[Region labeling records]
○ ○ ○ ○ ○

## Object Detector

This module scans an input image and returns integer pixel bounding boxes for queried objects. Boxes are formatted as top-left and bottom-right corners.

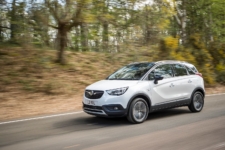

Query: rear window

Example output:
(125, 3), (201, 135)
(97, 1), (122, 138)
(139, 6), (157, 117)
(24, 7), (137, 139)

(173, 64), (188, 77)
(186, 66), (195, 75)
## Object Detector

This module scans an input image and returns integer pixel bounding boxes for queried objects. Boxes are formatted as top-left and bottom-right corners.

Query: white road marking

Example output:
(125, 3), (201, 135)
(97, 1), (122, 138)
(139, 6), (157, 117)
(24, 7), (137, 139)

(202, 143), (225, 150)
(0, 93), (225, 125)
(0, 111), (83, 125)
(63, 144), (80, 149)
(206, 93), (225, 96)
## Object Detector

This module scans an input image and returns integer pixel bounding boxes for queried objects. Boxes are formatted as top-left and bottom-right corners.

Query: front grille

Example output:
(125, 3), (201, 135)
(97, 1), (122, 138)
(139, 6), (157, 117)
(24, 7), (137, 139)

(83, 104), (106, 115)
(85, 90), (104, 99)
(84, 104), (102, 110)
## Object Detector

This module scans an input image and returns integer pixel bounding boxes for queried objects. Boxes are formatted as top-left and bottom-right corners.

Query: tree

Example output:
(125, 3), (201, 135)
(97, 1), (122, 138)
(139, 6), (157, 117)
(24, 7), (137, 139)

(41, 0), (91, 64)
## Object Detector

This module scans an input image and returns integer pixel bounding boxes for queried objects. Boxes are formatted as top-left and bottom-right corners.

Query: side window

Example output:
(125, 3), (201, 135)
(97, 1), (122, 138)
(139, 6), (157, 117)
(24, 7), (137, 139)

(186, 66), (195, 75)
(149, 64), (173, 80)
(173, 64), (188, 77)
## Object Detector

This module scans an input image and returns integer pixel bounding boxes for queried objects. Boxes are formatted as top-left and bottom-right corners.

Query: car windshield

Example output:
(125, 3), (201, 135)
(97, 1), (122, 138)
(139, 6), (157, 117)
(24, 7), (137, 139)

(107, 63), (155, 80)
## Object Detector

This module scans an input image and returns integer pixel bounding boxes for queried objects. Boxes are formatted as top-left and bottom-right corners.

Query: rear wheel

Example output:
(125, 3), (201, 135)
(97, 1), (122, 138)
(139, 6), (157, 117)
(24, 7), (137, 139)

(188, 92), (204, 112)
(127, 98), (149, 123)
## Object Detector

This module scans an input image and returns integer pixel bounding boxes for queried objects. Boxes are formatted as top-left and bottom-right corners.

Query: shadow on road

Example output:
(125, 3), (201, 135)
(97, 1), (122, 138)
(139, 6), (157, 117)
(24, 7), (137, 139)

(54, 108), (190, 131)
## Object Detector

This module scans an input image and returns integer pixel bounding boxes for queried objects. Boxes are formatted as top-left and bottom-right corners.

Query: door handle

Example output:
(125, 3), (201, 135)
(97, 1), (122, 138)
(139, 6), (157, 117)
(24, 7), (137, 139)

(170, 83), (174, 87)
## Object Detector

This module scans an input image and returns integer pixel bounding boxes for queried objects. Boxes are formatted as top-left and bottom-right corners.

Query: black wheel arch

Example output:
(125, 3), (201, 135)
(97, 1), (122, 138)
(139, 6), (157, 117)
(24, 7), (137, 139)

(127, 93), (152, 112)
(191, 87), (205, 100)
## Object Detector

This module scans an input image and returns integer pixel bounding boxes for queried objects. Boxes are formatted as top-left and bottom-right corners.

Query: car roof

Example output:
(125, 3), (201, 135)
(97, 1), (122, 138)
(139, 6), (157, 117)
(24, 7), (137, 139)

(129, 60), (194, 66)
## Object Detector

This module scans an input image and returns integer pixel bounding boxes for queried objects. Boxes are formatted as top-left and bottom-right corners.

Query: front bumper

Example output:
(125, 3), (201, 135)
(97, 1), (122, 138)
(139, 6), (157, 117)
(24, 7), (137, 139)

(83, 103), (127, 117)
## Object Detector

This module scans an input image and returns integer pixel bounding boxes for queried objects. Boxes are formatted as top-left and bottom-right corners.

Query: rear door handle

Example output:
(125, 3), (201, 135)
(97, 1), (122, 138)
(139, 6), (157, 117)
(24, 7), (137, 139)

(170, 83), (174, 87)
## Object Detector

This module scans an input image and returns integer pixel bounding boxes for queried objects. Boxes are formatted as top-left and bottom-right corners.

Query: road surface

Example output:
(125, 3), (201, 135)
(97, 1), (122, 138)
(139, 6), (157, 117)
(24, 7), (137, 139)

(0, 94), (225, 150)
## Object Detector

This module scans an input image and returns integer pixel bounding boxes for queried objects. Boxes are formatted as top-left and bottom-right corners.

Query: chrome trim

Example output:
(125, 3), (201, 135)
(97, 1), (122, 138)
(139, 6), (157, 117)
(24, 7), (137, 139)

(154, 97), (188, 106)
(83, 108), (107, 116)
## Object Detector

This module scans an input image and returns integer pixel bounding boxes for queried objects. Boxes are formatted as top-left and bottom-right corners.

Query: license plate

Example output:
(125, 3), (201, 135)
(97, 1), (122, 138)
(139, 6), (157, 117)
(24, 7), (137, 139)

(86, 100), (97, 105)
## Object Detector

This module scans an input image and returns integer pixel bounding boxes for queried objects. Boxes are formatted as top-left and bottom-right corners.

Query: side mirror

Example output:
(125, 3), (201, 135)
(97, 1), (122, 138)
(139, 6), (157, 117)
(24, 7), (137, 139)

(154, 75), (163, 84)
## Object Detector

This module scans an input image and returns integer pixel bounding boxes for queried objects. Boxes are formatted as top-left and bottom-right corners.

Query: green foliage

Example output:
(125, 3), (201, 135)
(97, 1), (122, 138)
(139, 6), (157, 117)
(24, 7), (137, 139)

(158, 35), (215, 84)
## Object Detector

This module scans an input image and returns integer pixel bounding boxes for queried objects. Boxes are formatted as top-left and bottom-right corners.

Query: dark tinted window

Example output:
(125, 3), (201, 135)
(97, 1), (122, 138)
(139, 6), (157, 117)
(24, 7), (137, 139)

(149, 64), (173, 80)
(186, 66), (195, 75)
(174, 64), (188, 76)
(107, 63), (155, 80)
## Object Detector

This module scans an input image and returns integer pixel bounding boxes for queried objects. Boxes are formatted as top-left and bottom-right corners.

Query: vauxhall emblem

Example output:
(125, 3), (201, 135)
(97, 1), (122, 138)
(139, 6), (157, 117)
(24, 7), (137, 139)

(87, 91), (95, 96)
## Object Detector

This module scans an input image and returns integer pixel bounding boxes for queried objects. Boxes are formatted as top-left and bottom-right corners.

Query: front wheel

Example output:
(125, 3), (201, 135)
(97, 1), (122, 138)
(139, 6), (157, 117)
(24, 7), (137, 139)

(127, 98), (149, 123)
(188, 92), (204, 112)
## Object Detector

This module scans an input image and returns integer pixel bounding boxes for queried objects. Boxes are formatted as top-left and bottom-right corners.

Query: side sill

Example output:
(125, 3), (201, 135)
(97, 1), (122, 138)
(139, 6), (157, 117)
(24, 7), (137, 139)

(150, 99), (191, 112)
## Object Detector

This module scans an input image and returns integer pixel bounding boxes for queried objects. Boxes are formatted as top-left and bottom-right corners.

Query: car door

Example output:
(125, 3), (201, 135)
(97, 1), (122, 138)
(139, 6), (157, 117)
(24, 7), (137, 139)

(173, 63), (194, 100)
(149, 64), (176, 105)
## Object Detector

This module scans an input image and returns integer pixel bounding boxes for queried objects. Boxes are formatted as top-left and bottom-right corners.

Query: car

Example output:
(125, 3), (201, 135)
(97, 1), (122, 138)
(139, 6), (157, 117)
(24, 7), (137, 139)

(83, 60), (205, 123)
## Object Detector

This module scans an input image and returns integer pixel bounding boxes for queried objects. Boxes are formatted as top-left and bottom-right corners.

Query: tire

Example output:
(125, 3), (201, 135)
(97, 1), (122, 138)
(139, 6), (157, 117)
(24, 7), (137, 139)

(127, 98), (149, 124)
(188, 91), (204, 112)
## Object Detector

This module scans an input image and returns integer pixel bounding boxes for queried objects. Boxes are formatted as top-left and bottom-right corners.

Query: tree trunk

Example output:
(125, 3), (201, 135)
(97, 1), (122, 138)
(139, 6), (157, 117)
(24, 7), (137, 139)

(102, 22), (109, 51)
(56, 26), (67, 64)
(74, 27), (80, 51)
(80, 23), (88, 51)
(10, 0), (16, 42)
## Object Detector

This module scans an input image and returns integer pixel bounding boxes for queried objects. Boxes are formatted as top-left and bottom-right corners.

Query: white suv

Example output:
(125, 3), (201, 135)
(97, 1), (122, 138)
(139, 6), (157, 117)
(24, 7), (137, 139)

(83, 60), (205, 123)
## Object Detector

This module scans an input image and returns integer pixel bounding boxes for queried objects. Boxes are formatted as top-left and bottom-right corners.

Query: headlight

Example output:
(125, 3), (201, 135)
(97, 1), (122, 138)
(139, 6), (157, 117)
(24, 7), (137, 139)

(106, 87), (128, 96)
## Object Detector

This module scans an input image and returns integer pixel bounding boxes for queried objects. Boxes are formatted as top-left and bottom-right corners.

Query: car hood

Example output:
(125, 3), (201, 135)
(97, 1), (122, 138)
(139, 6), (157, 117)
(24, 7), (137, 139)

(86, 80), (138, 91)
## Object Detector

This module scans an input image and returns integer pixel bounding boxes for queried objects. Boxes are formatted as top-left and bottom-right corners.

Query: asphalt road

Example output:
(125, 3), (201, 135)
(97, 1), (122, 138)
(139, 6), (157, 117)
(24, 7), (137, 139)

(0, 95), (225, 150)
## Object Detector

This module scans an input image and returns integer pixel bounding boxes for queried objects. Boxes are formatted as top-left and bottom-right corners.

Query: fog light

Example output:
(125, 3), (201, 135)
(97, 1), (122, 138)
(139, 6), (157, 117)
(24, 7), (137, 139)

(114, 107), (119, 110)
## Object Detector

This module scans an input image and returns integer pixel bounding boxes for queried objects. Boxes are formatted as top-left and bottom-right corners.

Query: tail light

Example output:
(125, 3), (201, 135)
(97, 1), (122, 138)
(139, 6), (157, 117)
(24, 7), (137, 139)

(196, 72), (202, 77)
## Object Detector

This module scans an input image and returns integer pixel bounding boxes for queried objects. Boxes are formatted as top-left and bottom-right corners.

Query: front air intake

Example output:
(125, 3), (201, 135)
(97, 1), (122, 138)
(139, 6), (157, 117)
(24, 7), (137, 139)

(85, 90), (104, 99)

○ ○ ○ ○ ○

Find every line in the material that contains the word "door" and copy each of those lines in full.

**Result of this task**
Query: door handle
Query: rear door handle
Query: car door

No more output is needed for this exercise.